● **POLECENIE**:
Czym według tekstu poniżej chcą się kierować ćmy?

● **TEKST**:
Jesteś daleko, w bardzo odległym miejscu. Nie wiesz, że ta gwiazda już nie istnieje? Wie o tym reszta galaktyki, wie o tym cały wszechświat. Dotarło to do Ciebie na końcu. Nikt sie z Tobą nie liczy, nikogo to nie obchodzi, że chciałaś wiedzieć wcześniej. Nikt o Ciebie nie dba, nawet wszechświat.

Zimno i ciemność to teraz ciepło i jasność w dawce umiarkowanej. Zapalone świeczki zmieniają punkt patrzenia. Kawałek ognia sprawa, że nie drżysz, sprawia ,że nie rozglądasz się bezradnie nic nie widząc. Ogień burzy też ciszę i spokój.
Wiesz co się wtedy zleciało?
Ćmy.
Wspinały się po świeczkach, krążyły wkoło płomienia, wlatywały w roztopiony wosk, grzęzły w nim. Wchodziły w ogień, spalały się, machały skrzydłami, niszczyły spokój. One ginęły w ogniu. I pewnie gdyby potrafiły krzyczeć, to krzyczały niszcząc wszystko dokoła. I pewnie gdyby krzyczały, to nie patrzyłabym na nie tak jak patrzyłam wtedy. Zatykałabym uszy, zamykałabym oczy. Bardzo mocno, bardzo szczelnie. Nie chce widzieć, nie chcę słyszeć, za dużo tego czego się boję, za dużo cierpienia na wyciągnięcie ręki. Jest tuż obok, widzisz je, słyszysz je, czujesz zapach spalonych owadów. Chcesz uciec, a zostajesz. Nie chcesz widzieć, a patrzysz. Nie zgasisz świec.  Nie przyczyniałabyś się do ich śmierci, nie zaburzałabyś ich lotu sztucznym światłem. One tylko chcą kierować się księżycem, a ty wpadasz w ich życie robiąc chaos swoim światłem. Nie wkracza się w czyjeś życie niszcząc wszystko na czym się ono opierało. Nigdy nie bądź dla nikogo sztucznym światłem.

Jestem pewna, że byłam kiedyś ćmą. Spalę się kiedyś tak jak one.

sobota, 20 lipca 2013

siódme piętro



Żadne granice już nie istniały, bo nie istniało nic. Ani czas, ani miejsce, ani ciało. Był dotyk i była jedność. Reszta nie miała znaczenia.
Czasami pragnienie zrozumienia i bliskości jest jak jad. Rozlewa się po całym ciele, boli i promieniuje. Nigdy nie będzie się spełnionym człowiekiem, jeżeli nie trafisz na kogoś, kto mógłby to zatrzymać. Choćby wysysając cierpką substancję własnymi ustami.

                                                           ***

Drzwi do mieszkania nie były zamknięte, nigdy nie są. Wystarczy nacisnąć klamkę i zostawia się za sobą zapach korytarza. Nigdy nie czeka na niego w drzwiach, nie rzuca się na szyję, nie biegnie słysząc skrzypienie podłogi. Nie jest też spokojna.

Wpisy z oznaczeniem położenia obiektów:
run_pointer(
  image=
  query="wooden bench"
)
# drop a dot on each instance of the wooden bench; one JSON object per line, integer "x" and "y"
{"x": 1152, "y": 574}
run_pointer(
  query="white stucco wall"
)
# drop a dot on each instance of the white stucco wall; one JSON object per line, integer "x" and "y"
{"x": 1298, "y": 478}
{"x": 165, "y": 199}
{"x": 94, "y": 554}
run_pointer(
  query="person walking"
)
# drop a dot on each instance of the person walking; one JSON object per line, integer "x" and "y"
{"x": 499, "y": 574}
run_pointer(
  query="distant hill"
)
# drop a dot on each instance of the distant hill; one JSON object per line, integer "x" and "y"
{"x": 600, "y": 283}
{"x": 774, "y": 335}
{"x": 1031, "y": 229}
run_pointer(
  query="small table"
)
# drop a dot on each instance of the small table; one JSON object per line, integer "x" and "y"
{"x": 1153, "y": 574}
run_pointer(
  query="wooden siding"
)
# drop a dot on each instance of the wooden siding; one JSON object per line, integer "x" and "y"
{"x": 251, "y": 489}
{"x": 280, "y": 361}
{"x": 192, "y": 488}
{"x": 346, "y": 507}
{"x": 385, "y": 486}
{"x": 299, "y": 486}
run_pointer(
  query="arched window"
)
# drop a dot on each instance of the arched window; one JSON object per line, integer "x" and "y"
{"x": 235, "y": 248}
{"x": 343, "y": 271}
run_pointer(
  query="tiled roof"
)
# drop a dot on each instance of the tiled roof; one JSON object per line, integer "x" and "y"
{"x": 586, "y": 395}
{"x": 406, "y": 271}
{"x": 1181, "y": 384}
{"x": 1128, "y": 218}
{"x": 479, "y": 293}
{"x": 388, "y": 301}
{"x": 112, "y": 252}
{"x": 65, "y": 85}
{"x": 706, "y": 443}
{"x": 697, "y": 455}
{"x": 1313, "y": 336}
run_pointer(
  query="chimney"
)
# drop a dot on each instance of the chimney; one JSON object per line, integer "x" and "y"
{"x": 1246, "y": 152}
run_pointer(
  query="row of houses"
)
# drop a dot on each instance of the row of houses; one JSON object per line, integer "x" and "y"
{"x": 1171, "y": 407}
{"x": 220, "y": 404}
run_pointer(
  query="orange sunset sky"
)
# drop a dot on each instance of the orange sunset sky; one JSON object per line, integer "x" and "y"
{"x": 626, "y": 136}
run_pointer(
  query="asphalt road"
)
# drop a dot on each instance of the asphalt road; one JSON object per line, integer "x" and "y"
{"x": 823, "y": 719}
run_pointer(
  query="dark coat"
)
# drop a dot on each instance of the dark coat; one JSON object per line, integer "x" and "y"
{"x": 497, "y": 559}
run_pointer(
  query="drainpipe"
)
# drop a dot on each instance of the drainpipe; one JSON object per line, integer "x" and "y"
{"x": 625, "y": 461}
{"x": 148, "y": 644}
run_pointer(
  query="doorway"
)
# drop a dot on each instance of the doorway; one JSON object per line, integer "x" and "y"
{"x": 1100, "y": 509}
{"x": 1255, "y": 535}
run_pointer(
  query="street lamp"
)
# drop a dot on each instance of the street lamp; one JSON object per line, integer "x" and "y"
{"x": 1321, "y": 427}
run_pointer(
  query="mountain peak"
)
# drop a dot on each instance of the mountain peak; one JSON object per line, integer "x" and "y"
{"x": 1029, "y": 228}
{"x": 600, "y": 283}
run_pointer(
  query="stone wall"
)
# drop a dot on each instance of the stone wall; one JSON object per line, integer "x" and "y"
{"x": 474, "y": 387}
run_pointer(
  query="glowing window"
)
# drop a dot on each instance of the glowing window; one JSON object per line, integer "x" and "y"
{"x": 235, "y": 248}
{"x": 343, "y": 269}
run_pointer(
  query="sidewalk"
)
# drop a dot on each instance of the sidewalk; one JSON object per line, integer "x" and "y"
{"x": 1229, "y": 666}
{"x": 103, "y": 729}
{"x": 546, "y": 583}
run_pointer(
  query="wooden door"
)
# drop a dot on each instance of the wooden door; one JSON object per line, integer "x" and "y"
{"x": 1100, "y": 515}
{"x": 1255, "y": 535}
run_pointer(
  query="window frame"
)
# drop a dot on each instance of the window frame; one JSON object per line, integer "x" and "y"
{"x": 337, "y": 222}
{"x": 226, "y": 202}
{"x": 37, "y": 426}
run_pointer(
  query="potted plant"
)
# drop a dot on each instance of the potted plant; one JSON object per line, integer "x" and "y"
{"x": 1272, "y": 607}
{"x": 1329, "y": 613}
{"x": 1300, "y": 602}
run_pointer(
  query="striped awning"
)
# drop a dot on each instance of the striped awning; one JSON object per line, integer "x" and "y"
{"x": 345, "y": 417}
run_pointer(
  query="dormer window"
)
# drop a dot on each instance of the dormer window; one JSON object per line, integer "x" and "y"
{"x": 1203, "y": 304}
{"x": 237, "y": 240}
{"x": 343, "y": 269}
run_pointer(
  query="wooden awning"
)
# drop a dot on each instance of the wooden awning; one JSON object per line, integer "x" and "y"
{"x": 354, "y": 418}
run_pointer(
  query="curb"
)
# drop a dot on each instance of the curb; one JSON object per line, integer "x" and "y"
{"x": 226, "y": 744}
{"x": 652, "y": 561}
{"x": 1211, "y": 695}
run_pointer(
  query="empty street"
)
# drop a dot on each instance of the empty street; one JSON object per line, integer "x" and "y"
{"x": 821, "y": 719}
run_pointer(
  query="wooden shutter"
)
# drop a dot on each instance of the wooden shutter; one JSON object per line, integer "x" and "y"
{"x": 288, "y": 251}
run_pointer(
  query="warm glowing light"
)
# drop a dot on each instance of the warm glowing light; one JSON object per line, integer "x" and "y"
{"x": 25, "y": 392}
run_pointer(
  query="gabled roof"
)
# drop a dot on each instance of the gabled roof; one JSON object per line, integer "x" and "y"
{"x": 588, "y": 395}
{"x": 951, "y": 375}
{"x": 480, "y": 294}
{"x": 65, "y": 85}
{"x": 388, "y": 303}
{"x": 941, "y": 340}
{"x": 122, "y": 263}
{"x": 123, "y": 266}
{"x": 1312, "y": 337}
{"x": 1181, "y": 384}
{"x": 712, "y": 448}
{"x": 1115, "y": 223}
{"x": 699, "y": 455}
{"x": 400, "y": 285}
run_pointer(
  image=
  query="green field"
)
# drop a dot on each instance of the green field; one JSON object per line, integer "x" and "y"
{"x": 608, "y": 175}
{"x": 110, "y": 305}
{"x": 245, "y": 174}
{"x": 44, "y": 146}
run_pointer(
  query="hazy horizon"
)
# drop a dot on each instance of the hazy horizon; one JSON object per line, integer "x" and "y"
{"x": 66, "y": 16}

● **ODPOWIEDŹ**:
Ćmy chcą kierować się księżycem.